Nach der Scheibenwischer-Sendung trafen sich die ganze Crew und etliche Freunde immer im Preußischen Landwirtshaus am Olympiastadion. Die Abende dort, besser die Nächte, bleiben in Erinnerung. Einmal saß ich mit Werner Schneyder an einem Tisch. Der Mann hat Hände so groß wie eine Bratpfanne. Über irgendetwas aus dem politischen Alltagsgeschehen regte er sich auf und donnerte seine Pranke auf den Tisch. Nur mit Mühe konnten die anderen ihre Gläser am Umkippen hindern.

Während eines Abends fragte ich ihn, ob er denn nicht einmal Lust hätte, an einem Schulklassengespräch teilzunehmen. Manfred Rexin veranstaltete diese mit prominenten Zeitgenossen für den RIAS. Hildebrandt war einverstanden, der Termin stand fest, Januar 1986. Dann starb Sammy Drechsel, der Scheibenwischer fiel aus und das Projekt musste verschoben werden. Es dauerte dann bis zum 23. Mai 1986, als Hildebrandt die Gustav-Heinemann-Schule in Marienfelde besuchen konnte. Wir haben ihn in seinem Hotel am Funkturm, wo die ganze Crew stets wohnte, abgeholt und wieder zurückgebracht. Es war in jeder Hinsicht ein besonderer Tag: Verfassungs-tag der Bundesrepublik Deutschland. Und: Hildebrandts 59ster Geburtstag. Schulleiter Karl Pentzliehn hatte ein tolles Geschenk besorgt, nämlich eine Flasche Rotwein aus Hildebrandts Geburtsjahr 1927. Bemerkenswert: Dieter Hildebrandt verabredete sich mit Karl Pentzliehn zum Fußballspielen, und zwar in München. Ein Jahr später kam das Spiel mit Lehrern der GHO zustande.

EXTRAHIERTE ZEILEN:
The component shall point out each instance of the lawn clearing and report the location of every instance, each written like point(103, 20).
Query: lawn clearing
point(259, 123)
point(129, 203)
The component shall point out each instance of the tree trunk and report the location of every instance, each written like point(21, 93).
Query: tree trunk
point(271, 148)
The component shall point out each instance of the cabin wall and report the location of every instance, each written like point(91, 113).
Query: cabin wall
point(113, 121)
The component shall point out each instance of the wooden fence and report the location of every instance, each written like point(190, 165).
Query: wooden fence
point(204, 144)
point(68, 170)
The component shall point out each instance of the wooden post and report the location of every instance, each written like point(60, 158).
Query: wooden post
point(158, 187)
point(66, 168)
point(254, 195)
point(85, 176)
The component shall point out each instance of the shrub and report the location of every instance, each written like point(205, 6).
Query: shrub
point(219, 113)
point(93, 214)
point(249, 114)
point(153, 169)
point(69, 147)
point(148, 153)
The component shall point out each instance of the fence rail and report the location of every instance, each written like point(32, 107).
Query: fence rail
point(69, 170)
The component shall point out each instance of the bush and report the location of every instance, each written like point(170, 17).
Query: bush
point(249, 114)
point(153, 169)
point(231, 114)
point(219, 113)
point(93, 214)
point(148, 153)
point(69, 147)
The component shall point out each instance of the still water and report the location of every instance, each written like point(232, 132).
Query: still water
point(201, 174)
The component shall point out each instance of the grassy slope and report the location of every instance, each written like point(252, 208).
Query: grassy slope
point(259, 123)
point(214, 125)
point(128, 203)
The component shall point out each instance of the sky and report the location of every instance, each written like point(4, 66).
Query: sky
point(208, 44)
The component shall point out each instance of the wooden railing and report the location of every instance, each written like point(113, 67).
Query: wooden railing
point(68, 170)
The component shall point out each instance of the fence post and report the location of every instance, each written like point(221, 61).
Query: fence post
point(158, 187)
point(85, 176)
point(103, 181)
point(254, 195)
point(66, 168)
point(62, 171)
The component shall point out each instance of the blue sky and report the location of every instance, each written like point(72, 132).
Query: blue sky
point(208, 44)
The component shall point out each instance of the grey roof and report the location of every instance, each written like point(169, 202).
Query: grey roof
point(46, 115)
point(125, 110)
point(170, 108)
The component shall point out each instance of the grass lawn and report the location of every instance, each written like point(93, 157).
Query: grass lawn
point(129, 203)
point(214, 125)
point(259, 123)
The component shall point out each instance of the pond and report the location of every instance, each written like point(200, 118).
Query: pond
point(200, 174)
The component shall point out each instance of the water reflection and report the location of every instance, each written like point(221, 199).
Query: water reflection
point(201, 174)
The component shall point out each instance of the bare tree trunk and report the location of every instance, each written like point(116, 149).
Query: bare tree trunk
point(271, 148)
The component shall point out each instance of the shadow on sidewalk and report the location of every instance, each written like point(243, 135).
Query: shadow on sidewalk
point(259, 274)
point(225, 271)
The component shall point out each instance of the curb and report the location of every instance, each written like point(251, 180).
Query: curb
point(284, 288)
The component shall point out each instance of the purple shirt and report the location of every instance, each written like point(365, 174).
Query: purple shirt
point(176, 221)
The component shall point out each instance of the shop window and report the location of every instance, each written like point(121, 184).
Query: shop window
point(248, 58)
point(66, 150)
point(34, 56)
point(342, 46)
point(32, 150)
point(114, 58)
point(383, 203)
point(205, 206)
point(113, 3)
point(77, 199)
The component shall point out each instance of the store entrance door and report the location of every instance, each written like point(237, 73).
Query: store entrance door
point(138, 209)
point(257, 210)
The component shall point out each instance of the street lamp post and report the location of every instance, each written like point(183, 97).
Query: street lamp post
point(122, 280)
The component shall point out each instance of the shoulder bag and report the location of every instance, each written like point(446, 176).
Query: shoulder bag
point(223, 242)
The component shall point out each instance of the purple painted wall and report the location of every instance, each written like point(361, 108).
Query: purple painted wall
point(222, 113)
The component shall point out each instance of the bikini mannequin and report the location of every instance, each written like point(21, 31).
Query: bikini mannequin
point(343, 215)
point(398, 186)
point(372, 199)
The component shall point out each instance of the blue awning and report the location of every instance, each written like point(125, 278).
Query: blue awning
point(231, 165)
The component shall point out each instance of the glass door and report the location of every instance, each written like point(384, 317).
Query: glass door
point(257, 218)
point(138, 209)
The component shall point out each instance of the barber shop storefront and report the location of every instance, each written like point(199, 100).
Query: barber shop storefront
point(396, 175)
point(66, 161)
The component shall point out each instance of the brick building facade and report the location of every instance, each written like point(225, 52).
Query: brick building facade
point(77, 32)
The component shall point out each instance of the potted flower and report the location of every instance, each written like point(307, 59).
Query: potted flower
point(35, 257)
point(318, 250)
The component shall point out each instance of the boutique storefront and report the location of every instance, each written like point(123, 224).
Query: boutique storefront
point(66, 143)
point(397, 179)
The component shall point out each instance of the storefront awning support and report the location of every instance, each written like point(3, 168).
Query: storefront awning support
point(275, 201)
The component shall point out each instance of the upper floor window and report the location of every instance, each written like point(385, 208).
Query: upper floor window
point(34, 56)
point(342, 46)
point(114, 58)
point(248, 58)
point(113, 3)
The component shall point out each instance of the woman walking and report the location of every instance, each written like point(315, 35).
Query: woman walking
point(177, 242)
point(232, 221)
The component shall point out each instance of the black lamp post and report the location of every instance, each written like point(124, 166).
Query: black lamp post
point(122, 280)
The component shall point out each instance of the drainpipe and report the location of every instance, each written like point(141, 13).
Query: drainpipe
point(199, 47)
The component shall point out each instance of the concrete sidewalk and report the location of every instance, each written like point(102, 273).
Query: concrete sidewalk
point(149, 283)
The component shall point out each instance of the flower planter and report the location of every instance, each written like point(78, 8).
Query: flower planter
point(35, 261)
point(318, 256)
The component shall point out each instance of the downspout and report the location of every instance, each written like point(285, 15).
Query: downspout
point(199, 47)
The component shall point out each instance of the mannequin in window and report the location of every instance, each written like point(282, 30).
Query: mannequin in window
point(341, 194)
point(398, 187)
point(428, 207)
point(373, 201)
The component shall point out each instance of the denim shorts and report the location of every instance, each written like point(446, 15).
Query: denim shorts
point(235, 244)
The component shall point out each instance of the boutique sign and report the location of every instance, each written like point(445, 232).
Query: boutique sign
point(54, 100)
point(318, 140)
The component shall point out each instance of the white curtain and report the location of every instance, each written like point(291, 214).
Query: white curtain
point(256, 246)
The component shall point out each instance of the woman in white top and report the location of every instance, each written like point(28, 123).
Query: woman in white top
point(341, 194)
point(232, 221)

AUFGABEN:
(A) Was hatte Schulleiter Karl Pentzliehn laut dem Text über Hildebrandts Schulbesuch als Geschenk besorgt?
(B) Schreibe den Text über Dieter Hildebrandts Schulbesuch im Anschluss an seinen letzten Satz weiter.
Die Zeilen stehen in keinem Zusammenhang mit dem Ausgangstext.

LÖSUNGEN:
(A) Eine Flasche Rotwein aus Hildebrandts Geburtsjahr 1927.

(B)
Es gibt noch so viele Erinnerungen, die ich gern aufschreiben möchte. Dieter Hildebrandt, und das wird für mich unvergessen bleiben, war ein wirklich guter Mensch, der am Schicksal seiner Umgebung nicht nur Interesse zeigte, sondern auch hatte. Er war nie abgehoben, schnöselig oder arrogant wie so einiger seiner Kollegen. Ich bin sehr dankbar, dass es im September 2012 noch einmal die Gelegenheit zu einem kurzen Gespräch mit ihm gab. Im Schlosspark-Theater trat er in einer seiner unvergleichlichen Lesungen auf. Der erste Teil des Programms bestand häufig darin, anzukündigen, dass die Lesung gleich begönne. Zuvor müsse er aber noch auf diese und jene aktuelle Geschichte eingehen. Der Abend brachte mir eine ganz besondere Erkenntnis. Mich begleitete ein 29-jähriger Kollege und Freund, der zwar zuvor den Namen Dieter Hildebrandt schon mal gehört, aber keine Programme von ihm gesehen hatte. Seine Begeisterung über Hildebrandts Auftritt war immens. Hildebrandt erreichte also auch junge Leute, allerdings nur welche, die über ein gewisses Maß an Allgemeinbildung verfügen.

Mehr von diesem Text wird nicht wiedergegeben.